+++ Provided information +++

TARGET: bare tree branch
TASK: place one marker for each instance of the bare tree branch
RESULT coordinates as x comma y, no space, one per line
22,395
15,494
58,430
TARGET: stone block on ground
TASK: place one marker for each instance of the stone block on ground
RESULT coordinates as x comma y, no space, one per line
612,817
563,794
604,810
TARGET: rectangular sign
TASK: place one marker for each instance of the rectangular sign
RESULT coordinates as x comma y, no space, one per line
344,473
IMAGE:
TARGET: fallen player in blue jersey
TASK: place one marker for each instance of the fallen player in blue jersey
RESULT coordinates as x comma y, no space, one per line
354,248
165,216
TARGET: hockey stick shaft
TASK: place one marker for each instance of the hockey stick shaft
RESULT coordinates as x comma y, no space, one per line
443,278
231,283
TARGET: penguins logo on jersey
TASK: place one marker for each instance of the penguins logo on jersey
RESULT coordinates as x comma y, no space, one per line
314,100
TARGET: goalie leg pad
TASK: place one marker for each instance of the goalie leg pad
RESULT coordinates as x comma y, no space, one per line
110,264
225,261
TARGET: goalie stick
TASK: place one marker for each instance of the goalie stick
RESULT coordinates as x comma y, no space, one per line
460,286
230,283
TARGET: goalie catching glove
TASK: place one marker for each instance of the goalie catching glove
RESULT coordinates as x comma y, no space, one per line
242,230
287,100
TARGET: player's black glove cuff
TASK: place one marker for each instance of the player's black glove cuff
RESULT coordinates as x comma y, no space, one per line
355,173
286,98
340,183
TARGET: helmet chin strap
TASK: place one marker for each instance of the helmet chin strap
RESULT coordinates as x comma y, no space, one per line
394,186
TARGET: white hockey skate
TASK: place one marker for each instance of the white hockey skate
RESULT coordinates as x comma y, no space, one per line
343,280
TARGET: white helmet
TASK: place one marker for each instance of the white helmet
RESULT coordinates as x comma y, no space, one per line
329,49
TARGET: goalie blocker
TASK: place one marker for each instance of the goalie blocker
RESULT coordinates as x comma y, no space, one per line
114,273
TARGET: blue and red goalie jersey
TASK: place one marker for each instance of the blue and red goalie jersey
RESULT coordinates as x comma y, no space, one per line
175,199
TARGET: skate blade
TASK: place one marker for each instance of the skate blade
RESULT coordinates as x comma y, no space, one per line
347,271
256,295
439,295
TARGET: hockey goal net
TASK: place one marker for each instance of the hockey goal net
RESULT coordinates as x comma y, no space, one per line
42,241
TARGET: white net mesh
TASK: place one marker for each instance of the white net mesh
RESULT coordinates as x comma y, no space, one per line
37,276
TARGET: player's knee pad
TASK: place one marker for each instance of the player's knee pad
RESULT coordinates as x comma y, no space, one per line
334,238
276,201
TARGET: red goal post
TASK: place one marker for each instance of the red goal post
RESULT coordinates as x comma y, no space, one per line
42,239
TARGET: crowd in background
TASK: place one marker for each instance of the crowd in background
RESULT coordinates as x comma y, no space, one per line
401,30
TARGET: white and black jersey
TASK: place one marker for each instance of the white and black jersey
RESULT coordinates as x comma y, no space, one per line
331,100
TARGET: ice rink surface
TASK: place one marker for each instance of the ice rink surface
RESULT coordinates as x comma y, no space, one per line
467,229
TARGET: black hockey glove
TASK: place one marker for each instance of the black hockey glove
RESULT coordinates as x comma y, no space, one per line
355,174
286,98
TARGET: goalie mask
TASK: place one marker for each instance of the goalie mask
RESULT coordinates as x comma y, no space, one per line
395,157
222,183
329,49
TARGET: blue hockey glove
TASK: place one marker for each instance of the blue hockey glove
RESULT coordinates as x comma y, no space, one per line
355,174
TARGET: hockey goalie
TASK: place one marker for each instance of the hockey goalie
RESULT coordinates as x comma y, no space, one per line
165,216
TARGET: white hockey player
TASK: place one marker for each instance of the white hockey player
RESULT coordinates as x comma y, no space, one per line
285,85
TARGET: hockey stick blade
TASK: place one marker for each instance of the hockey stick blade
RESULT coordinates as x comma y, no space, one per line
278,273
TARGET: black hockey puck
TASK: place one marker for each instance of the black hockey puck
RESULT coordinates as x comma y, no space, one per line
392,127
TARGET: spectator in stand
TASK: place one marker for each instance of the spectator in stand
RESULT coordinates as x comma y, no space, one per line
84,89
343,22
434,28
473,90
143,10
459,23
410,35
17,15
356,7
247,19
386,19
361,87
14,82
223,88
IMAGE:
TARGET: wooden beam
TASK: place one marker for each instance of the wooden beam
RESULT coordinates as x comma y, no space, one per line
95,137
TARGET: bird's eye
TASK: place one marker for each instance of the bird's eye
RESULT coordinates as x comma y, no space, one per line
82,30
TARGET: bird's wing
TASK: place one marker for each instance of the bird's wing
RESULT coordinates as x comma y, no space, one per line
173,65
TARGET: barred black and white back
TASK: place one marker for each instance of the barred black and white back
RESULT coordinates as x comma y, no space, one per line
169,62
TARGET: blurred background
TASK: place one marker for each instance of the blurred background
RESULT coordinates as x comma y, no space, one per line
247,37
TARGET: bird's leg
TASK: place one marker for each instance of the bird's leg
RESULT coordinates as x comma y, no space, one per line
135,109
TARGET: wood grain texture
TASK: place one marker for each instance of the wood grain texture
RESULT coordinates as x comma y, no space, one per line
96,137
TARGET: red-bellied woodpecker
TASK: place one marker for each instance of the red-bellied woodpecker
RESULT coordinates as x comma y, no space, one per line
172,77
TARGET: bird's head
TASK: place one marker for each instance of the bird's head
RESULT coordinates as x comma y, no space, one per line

+++

§ Goal
Copy all the records above precisely.

§ Answer for this exercise
TARGET: bare tree branch
TASK: place one marker for each instance of the bare tree branch
RESULT coordinates as x comma y, no space, one per line
22,395
15,494
58,430
TARGET: stone block on ground
TASK: place one marker for each instance of the stone block on ground
RESULT coordinates as x comma y, no space, one per line
612,817
563,794
604,810
TARGET: rectangular sign
TASK: place one marker for each instance of the rectangular sign
RESULT coordinates as x comma y, no space, one per line
344,473
IMAGE:
TARGET: fallen player in blue jersey
TASK: place one marker for each instance of the fallen player in blue jersey
RESULT coordinates as x comma y, no space, one per line
354,248
165,216
TARGET: hockey stick shaft
TASK: place one marker for each instance of the hockey stick shaft
RESULT coordinates as x comma y, no space, one per line
443,278
231,283
TARGET: penguins logo on jersey
TASK: place one marker for each instance of the penguins logo on jersey
RESULT coordinates as x comma y, no space, one per line
314,100
TARGET: goalie leg pad
TASK: place one marker for each instance of the goalie leg pad
RESULT coordinates as x comma y, no space, one per line
110,264
225,261
TARGET: goalie stick
TASK: place one marker for each instance of the goalie stick
RESULT coordinates as x comma y, no space, one per line
460,286
230,283
TARGET: goalie catching glove
TASK: place one marker for each instance of the goalie catching glove
RESULT coordinates as x comma y, no space, one per line
242,230
287,100
TARGET: player's black glove cuff
TASK: place one marker for each instance of the player's black glove cuff
RESULT coordinates as x comma y, no space, one per line
355,173
286,98
340,183
TARGET: helmet chin strap
TASK: place one marker for each instance of the helmet chin strap
RESULT coordinates as x comma y, no space, one per line
394,186
TARGET: white hockey skate
TASK: place one marker for each instance of the white hockey skate
RESULT coordinates as x comma y, no space, one per line
343,280
TARGET: white helmet
TASK: place one marker for each instance of the white helmet
RESULT coordinates as x comma y, no space, one per line
329,49
TARGET: goalie blocker
TASK: place one marker for each instance of the goalie blocker
RESULT coordinates as x comma y, no space, one per line
114,273
TARGET: blue and red goalie jersey
TASK: place one marker for each instance of the blue and red goalie jersey
RESULT coordinates as x comma y, no space, one per line
175,199
TARGET: skate blade
TASK: place one marker for each instance of the skate blade
RESULT coordinates as x comma y, no space, one per line
347,271
256,295
439,295
TARGET: hockey goal net
TASK: place one marker for each instance of the hockey goal net
RESULT coordinates as x comma y, no space, one per line
42,241
TARGET: white net mesh
TASK: place one marker for each instance of the white net mesh
RESULT coordinates as x comma y, no space, one per line
37,276
TARGET: player's knee pad
TASK: place one marker for each instance of the player's knee pad
RESULT coordinates as x comma y, no space, one per line
334,238
276,201
TARGET: red goal post
TASK: place one marker for each instance of the red goal post
RESULT coordinates as x comma y, no space, one per line
42,239
TARGET: crowd in background
TASK: place one marker for each instance of the crowd in background
RESULT coordinates as x comma y, no space, one per line
401,30
TARGET: white and black jersey
TASK: place one marker for each instance of the white and black jersey
RESULT coordinates as x comma y, no space, one per line
331,100
TARGET: ice rink surface
TASK: place one marker for each instance of the ice rink surface
RESULT coordinates as x comma y, no space, one per line
467,229
TARGET: black hockey glove
TASK: place one marker for each instance of the black hockey glove
RESULT coordinates as x comma y, no space, one per line
355,174
286,98
TARGET: goalie mask
TASK: place one marker for each instance of the goalie mask
RESULT coordinates as x comma y, no space, one per line
395,157
222,183
329,49
TARGET: blue hockey glove
TASK: place one marker for each instance of the blue hockey glove
RESULT coordinates as x comma y, no space, one per line
355,174
TARGET: hockey goalie
TASK: place one marker for each instance of the hockey goalie
RESULT coordinates as x comma y, no space, one per line
165,216
TARGET: white hockey player
TASK: place one marker for each instance of the white hockey player
RESULT coordinates as x comma y, no space, one per line
285,85
TARGET: hockey stick blade
TASK: place one marker for each instance of the hockey stick blade
RESULT coordinates as x comma y, no space, one per line
278,273
TARGET: black hockey puck
TASK: place one marker for each instance of the black hockey puck
RESULT coordinates as x comma y, no space, one per line
392,127
TARGET: spectator in stand
TASK: place one marker for each instance of the spectator in stand
RESULT coordinates as x comma y, no space, one per line
84,89
343,22
434,28
473,90
143,10
459,23
410,35
17,15
356,7
247,19
386,19
361,87
14,82
223,88
IMAGE:
TARGET: wooden beam
TASK: place one marker for each instance of the wooden beam
RESULT coordinates as x comma y, no space, one per line
95,137
TARGET: bird's eye
TASK: place one marker for each instance of the bird's eye
RESULT coordinates as x comma y, no space, one per line
82,30
TARGET: bird's wing
TASK: place one marker for each instance of the bird's wing
RESULT coordinates as x comma y, no space, one per line
173,65
TARGET: barred black and white back
TASK: place one marker for each instance of the barred black and white back
RESULT coordinates as x comma y, no space, one per line
169,62
TARGET: blurred background
TASK: place one marker for each instance of the blurred background
RESULT coordinates as x comma y, no space, one per line
247,37
TARGET: bird's leg
TASK: place one marker for each instance of the bird's leg
RESULT coordinates as x comma y, no space, one per line
135,109
TARGET: wood grain texture
TASK: place one marker for each instance of the wood grain texture
RESULT coordinates as x comma y, no space, one per line
96,137
TARGET: red-bellied woodpecker
TASK: place one marker for each instance of the red-bellied woodpecker
RESULT coordinates as x comma y, no space, one per line
172,77
TARGET: bird's head
TASK: place one marker for each instance of the bird's head
RESULT coordinates as x comma y, no space, one per line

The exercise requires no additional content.